=== Selection ===

This refers to evidence that other employees, who were similarly situated to the plaintiff in terms of job and disciplinary history, who engaged in the same or substantially the same behavior, were not disciplined as seriously. Different courts require different levels of similarity, with some requiring "nearly identical" comparators, and others permitting "reasonably similar" comparators. 
  • An employee was terminated for allowing abuse of equipment, failure to cooperate with investigation, and improper recording of overtime, although another employee who jointly participated and was not fired, as in Rogers v. White, 657 F.3d 511 (7th Cir. 2011)
  • An employee was fired because she told her psychiatrist she was having thoughts of killing her supervisor, but two other employees at the same facility had recently threatened another employee at knife-point, yet received only one-week suspensions from the same manager, as in Coleman v. Donahoe, 667 F.3d. 835 (7th Cir. 2012).
  • Employees were fired for excessive absences, while another employee was only suspended for three days, as in Billingsley v. Jefferson Cnty., 953 F.2d 1351 (11th Cir. 1992).
  • See the original paper for discussion
Unfortunately, it is often difficult, even with the evidence described here, to tell which cases are winners and which ones are losers. The courts have become increasingly unsympathetic to employees' claims of employment discrimination. The application of the law has become more of a question of the political beliefs of the judges than the application of clear law. The question of whether a particular judge will permit broad discovery into comparable employee records, so as to permit finding of suspect business practices, past discrimination and comparators, is also key. One case may look like there is no evidence, though there is a mass of it just sitting on the other side of a discovery motion. Another case may look clear, but the judge assigned believes that employers shouldn't be held responsible unless they say they're firing you because of your race or sex, and makes up all kind of reasons why the 47 other employees who didn't get fired for similar or worse infractions aren't "substantially similar." Sometimes it comes down to a gut feeling as to which case just smells right. This isn't a blog post dissecting the dysfunctions of the law, which would have to be much longer, so I'll just keep it at that.

===

## Task statement
Set down, word for word, the stretch of the passage on comparator evidence in employment discrimination from "This refers to" through "(7th Cir. 2011)". The entries play no part in this work.

=== Material provided ===

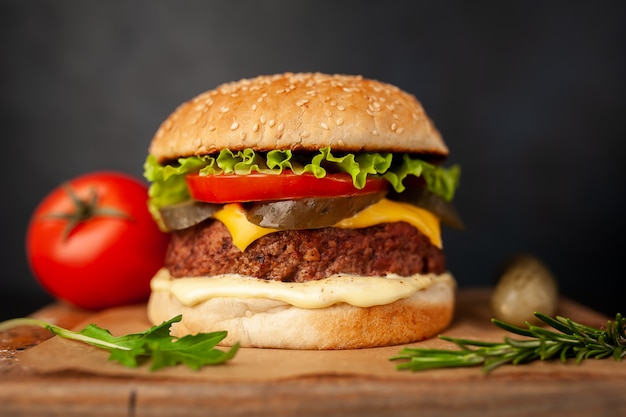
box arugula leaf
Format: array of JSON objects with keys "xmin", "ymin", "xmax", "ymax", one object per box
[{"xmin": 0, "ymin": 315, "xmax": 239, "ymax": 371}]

===
=== Material provided ===

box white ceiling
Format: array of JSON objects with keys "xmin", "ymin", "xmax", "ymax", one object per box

===
=== Material provided ===

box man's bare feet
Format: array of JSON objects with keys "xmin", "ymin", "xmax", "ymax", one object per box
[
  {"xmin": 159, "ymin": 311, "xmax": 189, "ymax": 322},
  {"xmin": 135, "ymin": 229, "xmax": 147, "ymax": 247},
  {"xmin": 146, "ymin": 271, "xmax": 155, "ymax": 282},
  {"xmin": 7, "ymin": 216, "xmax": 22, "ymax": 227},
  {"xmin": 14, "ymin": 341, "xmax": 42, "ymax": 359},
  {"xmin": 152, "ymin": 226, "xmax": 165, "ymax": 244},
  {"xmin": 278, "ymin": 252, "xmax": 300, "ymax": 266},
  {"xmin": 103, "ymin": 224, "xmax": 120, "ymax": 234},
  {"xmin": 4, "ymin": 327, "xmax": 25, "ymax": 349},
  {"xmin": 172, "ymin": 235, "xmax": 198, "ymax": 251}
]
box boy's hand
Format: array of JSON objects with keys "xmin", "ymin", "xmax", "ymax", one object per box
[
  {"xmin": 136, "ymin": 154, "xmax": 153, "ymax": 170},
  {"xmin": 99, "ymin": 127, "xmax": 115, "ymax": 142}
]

===

## Final answer
This refers to evidence that other employees, who were similarly situated to the plaintiff in terms of job and disciplinary history, who engaged in the same or substantially the same behavior, were not disciplined as seriously. Different courts require different levels of similarity, with some requiring "nearly identical" comparators, and others permitting "reasonably similar" comparators. 
  • An employee was terminated for allowing abuse of equipment, failure to cooperate with investigation, and improper recording of overtime, although another employee who jointly participated and was not fired, as in Rogers v. White, 657 F.3d 511 (7th Cir. 2011)